[Saved data entries]
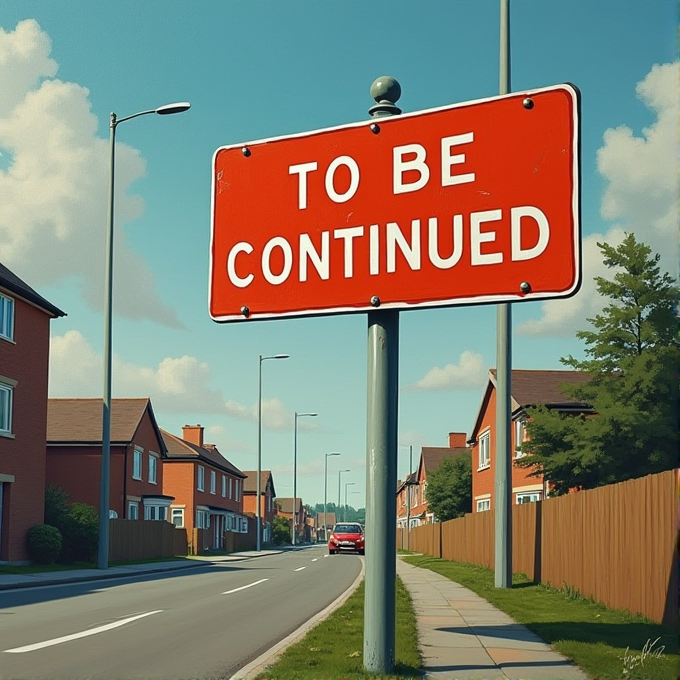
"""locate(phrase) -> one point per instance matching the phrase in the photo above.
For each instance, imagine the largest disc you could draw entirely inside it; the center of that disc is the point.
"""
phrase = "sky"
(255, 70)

_TASK DESCRIPTION:_ Transcribe all records verbatim, no pictures.

_TASK OUTPUT:_
"""locate(phrase) -> one point per instance matching the phrase in the photo above.
For each instance, imagine the largest disc you could draw entirely inside it; the center of that disc is the point.
"""
phrase = "sky"
(255, 70)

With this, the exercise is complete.